__EXERCISES TO COMPLETE__
a. Can you reproduce word for word the passage of the Big Mouth season 3 article that opens with the words containing "A Valentine’s Day" and closes with "plural spelling, right?"?
b. How would you render this sentence from the Big Mouth season 3 article in Spanish: "During NYCC, series co-creator and voice actor extraordinaire Nick Kroll and actors Jason Mantzoukas (Jay) and Jessi Klein (Jessi) held a press conference with reporters to discuss all things Big Mouth."
c. Could you carry the Big Mouth season 3 article on from the point where it stops?

===== DOCUMENT EXCERPT

A Valentine’s Day special aired this past February and it featured love, lust, and plenty of embarrassment. The creative team behind the show signed an overall deal to produce new shows for Netflix AND confirmed at least three more seasons of Big Mouth. If that wasn’t enough for fans, Netflix used the show’s panel at New York Comic Con to announce a spinoff series, titled Human Resources, that will explore the world of the hormone monsters. Big Mouth content is about to be as plentiful as Maury’s hairy peni. That’s the correct plural spelling, right?
So we’re all thrilled the Big Mouth universe is expanding, but that doesn’t mean there won’t be growing pains. Big Mouth season 3, which is now streaming, is all about coming of age, and we don’t mean that in a filthy sense. The season picks up with Andrew in the doghouse after the fallout of his actions in the Valentine’s Day special, Missy moving on with a new lover, Nick developing an unexpected relationship early in the season, Jessi working through her bouts of depression, and Jay in a personal conflict about his sexuality when he learns the spectrum is wider and more nuanced than he ever imagined. While the new season tackles some serious topics, it does so without losing any of the wit, silliness, and musical numbers that fans gravitated towards in its first two seasons.
During NYCC, series co-creator and voice actor extraordinaire Nick Kroll and actors Jason Mantzoukas (Jay) and Jessi Klein (Jessi) held a press conference with reporters to discuss all things Big Mouth. Below we have some of the best excerpts…
On writing storylines during the #MeToo movement:
Kroll: “I think really this season was the first season we wrote after #MeToo took hold, and so a lot of the season is the kids struggling with living in a post-MeToo world where women and girls are fed up and angry, and men are trying to understand how to deal with their masculinity. And Nick I think finds himself somewhere in between because he has a female hormone monster and he is trying to navigate where he fits inside of all that.”

==========
===== MATERIAL SUPPLIED

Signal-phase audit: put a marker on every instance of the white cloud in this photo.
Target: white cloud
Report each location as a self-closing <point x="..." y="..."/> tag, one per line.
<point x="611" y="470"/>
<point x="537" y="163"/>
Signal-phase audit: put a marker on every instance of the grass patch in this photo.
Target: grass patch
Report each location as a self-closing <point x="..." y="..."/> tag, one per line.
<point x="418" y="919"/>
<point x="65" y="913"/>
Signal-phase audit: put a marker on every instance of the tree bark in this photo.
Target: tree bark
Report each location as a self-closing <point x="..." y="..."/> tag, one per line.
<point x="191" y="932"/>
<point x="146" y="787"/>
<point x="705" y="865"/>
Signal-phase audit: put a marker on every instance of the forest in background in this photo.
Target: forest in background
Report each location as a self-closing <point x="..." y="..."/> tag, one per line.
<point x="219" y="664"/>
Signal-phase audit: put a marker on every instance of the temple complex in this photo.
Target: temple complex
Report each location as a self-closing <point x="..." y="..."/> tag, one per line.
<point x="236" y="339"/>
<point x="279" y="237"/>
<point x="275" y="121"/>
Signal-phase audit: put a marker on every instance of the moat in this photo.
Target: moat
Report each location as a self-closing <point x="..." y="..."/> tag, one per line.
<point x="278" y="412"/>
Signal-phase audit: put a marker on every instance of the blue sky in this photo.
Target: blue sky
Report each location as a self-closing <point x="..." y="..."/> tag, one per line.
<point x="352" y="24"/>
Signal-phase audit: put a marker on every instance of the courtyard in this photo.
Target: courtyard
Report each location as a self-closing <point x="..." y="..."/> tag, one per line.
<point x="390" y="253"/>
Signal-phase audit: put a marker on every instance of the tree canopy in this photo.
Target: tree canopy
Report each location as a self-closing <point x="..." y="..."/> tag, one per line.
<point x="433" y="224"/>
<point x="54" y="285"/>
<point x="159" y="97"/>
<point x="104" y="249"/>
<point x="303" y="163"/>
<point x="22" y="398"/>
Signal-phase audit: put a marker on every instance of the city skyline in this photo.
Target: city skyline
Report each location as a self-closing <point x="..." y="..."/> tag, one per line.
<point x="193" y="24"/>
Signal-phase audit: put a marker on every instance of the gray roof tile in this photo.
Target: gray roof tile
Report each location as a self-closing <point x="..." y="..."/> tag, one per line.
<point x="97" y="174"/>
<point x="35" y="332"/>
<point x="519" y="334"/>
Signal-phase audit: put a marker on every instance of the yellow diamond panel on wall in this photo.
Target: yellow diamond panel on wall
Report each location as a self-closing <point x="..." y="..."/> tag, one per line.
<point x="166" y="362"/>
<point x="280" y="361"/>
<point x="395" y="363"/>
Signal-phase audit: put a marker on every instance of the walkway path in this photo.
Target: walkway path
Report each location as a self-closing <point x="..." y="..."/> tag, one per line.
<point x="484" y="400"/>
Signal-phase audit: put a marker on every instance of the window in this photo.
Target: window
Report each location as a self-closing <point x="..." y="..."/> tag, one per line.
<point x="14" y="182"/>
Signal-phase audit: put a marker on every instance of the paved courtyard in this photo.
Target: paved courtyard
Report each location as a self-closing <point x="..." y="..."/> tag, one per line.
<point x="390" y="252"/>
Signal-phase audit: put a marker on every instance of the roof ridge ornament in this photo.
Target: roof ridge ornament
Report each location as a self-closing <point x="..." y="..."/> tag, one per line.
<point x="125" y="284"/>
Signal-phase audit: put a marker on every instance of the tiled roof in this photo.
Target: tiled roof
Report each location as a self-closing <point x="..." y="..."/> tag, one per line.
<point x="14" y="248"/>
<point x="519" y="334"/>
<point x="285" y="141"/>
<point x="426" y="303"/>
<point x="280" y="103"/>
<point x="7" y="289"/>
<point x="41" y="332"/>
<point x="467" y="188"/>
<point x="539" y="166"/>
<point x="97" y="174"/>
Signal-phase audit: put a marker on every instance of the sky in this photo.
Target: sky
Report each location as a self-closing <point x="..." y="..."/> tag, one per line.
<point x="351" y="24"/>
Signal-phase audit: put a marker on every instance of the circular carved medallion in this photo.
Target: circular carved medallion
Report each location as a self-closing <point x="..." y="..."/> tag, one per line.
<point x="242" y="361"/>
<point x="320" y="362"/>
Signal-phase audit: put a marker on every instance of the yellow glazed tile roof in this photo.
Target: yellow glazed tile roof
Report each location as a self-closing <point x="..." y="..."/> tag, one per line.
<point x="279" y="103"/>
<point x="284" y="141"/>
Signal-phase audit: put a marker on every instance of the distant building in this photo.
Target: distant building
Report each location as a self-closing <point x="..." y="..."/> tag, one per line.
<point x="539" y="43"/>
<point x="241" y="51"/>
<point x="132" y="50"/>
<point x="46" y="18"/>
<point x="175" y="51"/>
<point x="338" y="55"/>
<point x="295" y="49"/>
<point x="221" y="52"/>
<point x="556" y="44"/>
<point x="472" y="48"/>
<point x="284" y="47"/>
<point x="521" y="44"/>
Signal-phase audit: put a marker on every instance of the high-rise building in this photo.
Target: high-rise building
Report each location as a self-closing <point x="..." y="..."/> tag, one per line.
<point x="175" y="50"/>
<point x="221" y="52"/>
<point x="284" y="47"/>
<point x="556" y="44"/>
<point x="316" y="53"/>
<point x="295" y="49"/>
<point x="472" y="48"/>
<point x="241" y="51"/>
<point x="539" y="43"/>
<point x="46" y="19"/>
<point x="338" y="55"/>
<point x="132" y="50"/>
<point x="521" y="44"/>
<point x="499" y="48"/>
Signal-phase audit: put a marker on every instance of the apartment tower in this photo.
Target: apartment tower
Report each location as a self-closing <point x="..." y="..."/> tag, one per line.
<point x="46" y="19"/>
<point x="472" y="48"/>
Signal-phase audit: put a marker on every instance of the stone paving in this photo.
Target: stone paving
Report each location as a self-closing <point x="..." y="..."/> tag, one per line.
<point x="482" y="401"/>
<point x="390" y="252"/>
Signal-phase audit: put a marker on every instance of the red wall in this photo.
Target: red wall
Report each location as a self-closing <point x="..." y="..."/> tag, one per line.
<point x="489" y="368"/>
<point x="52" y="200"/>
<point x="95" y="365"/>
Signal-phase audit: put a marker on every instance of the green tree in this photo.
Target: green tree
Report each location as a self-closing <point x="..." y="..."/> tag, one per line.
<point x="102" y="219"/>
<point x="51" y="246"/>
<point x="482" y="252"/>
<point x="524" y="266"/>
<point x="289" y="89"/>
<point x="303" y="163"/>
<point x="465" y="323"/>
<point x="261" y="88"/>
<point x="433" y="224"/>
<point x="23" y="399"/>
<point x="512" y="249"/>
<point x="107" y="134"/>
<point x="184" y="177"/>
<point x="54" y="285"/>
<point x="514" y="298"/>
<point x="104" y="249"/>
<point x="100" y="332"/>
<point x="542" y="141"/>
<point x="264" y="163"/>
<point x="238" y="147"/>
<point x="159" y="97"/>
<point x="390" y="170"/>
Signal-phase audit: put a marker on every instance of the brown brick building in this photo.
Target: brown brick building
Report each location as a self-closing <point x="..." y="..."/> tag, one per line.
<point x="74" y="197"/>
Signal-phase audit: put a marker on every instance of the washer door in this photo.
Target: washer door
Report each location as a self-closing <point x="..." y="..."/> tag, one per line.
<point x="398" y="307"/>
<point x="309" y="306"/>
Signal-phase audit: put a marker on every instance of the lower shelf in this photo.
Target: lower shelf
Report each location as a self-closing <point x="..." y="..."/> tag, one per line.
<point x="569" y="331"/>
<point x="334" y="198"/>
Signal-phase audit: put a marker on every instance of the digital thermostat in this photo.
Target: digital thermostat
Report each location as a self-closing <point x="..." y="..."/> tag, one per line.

==========

__RESPONSES PER TASK__
a.
A Valentine’s Day special aired this past February and it featured love, lust, and plenty of embarrassment. The creative team behind the show signed an overall deal to produce new shows for Netflix AND confirmed at least three more seasons of Big Mouth. If that wasn’t enough for fans, Netflix used the show’s panel at New York Comic Con to announce a spinoff series, titled Human Resources, that will explore the world of the hormone monsters. Big Mouth content is about to be as plentiful as Maury’s hairy peni. That’s the correct plural spelling, right?

b. Durante la NYCC, el cocreador de la serie y extraordinario actor de voz Nick Kroll y los actores Jason Mantzoukas (Jay) y Jessi Klein (Jessi) dieron una conferencia de prensa con periodistas para hablar de todo lo relacionado con Big Mouth.

c.
On this season’s Queer Eye episode:
Kroll: “We were all watching Queer Eye, and we just loved the show. We thought that Coach Steve would be a funny person to put on Queer Eye because underneath he’s… I like to describe as like a melon with a mustache. We always feel like there might be like a good looking guy underneath all that. So we approached them. I met them at Netflix events and knew them a bit casually, and we went through Netflix and went to the show, and they were immediately on board. Trying to coordinate their schedule while they were shooting seasons took a little bit of work, but they were down, and they were great.”
On doing a full musical episode for the first time:
Kroll: “We did an episode where the kids put on a musical of the movie Disclosure, the ‘90s movie. We wanted to do a musical, a kids’ musical episode, and we thought it would be a funny object for it. And I was like, well, the bad example would be like Disclosure. And then it kind of stuck. We kept trying to find another project, but it worked well because Disclosure is this story about women weaponizing sexual harassment and, really, white upper middle class male paranoia. And it was made 25 years ago, so it’s a real ‘90s kind of movie and so it ended up being kind of a perfect movie to talk our way into talking about sexual harassment. And then we talked about it on [the podcast] How Did This Get Made?.
Mantzoukas: “Yeah, the How Did This Get Made? podcast, which I’m one of the hosts of. We did an episode dedicated to the movie Disclosure that allowed us to talk about it and then also talk about the episode of the Big Mouth.”
On the animation process behind personifying different homores:
Jessi Klein: “I draw them all, but I also, I have them all already drawn. So then Nick just tells me which ones we need.”
Kroll: “We have an incredible character design team and animators. When we cast [actors] we tried to use that person. Like the Shame Wizard, we had been working on the design for when we got David Thewlis to voice the [character]. We sent our designers pictures of David to then go back in and add some of the details of it. We did the same with a lot of the Ali Wong’s [new] character for example, and we cast Ali. She really feels like Ali and there’s something about giving a real reference to the people that adds some weird specificity to the humanity of the characters.”
On table reads and the voice acting process:
Mantzoukas: “I’d say one of the best recurring comedy shows in LA is the Big Mouth table read that happens Tuesdays when we’re in season. It’s the funniest script read by some of the funniest people in town. But then for us it’s about getting in the booth preferably together as much as possible. We’ve all known each other for decades. We’ve all come in with improv backgrounds. So there is an element of playfulness that allows for discoveries in the room that can then turn into recurring bits throughout or can just be one off tangents and whatever. The fact that we recorded together atypically from a lot of the other animation I’ve done. The fact that we do record together adds that sense of discovery and a feeling that anything can happen and I feel like translates to the show quite well.”
Klein: “I actually don’t come from an improv background really. I did stand up, but it is so fun to get to be in the booth with people like Nick and Jason just doing scenes where I am getting to play in this way that I never did before. Truly there are moments where I almost can’t breathe. It’s so funny, what people around me are doing.”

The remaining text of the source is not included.